What is needed
What you return must be the lines from the first one below through the one containing "positive clicks: (321, 251) (331, 247)", exactly and with pictures excluded.

Entries supplied
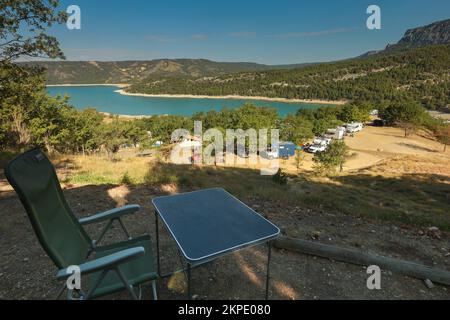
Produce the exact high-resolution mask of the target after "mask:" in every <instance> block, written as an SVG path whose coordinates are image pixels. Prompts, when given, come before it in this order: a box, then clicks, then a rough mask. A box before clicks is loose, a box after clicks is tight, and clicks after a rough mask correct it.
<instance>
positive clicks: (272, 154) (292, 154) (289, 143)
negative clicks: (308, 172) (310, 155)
mask: <svg viewBox="0 0 450 320" xmlns="http://www.w3.org/2000/svg"><path fill="white" fill-rule="evenodd" d="M296 149H297V146H296V145H295V143H293V142H282V143H280V144H279V145H278V148H276V149H275V148H274V149H272V150H270V151H266V152H265V155H266V158H268V159H278V158H283V159H288V158H290V157H293V156H295V150H296Z"/></svg>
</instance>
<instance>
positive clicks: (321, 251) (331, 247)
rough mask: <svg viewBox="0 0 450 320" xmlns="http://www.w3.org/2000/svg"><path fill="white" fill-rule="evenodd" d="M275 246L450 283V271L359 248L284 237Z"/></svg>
mask: <svg viewBox="0 0 450 320" xmlns="http://www.w3.org/2000/svg"><path fill="white" fill-rule="evenodd" d="M273 245H274V247H275V248H278V249H285V250H290V251H296V252H301V253H305V254H309V255H313V256H318V257H322V258H328V259H333V260H336V261H341V262H346V263H350V264H355V265H362V266H371V265H376V266H378V267H380V268H381V269H384V270H391V271H392V272H396V273H399V274H402V275H405V276H409V277H413V278H417V279H422V280H426V279H429V280H431V281H433V282H436V283H441V284H445V285H450V272H449V271H445V270H439V269H436V268H432V267H429V266H425V265H421V264H418V263H414V262H409V261H404V260H400V259H394V258H388V257H384V256H380V255H376V254H372V253H365V252H361V251H359V250H354V249H346V248H339V247H336V246H330V245H326V244H322V243H318V242H312V241H306V240H300V239H292V238H287V237H282V238H279V239H277V240H275V241H274V242H273Z"/></svg>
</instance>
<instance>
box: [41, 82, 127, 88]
mask: <svg viewBox="0 0 450 320" xmlns="http://www.w3.org/2000/svg"><path fill="white" fill-rule="evenodd" d="M97 86H105V87H117V88H125V87H128V84H125V83H89V84H48V85H46V87H97Z"/></svg>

Output of the exercise
Produce the exact high-resolution mask of the target after "mask:" in every <instance> block, written as an SVG path whose coordinates are image pixels. Prompts, when given, come before it in this order: a box, then clicks, then a rough mask. A box before clicks is loose, a box after clicks is tight, and clicks after a rough mask correct it.
<instance>
positive clicks: (272, 154) (292, 154) (289, 143)
negative clicks: (308, 172) (310, 155)
mask: <svg viewBox="0 0 450 320" xmlns="http://www.w3.org/2000/svg"><path fill="white" fill-rule="evenodd" d="M296 149H297V146H296V145H295V143H293V142H282V143H280V144H279V145H278V148H276V149H275V148H274V149H272V150H270V151H266V152H265V155H266V158H268V159H278V158H283V159H288V158H290V157H293V156H295V150H296Z"/></svg>
</instance>
<instance>
positive clicks: (321, 251) (331, 247)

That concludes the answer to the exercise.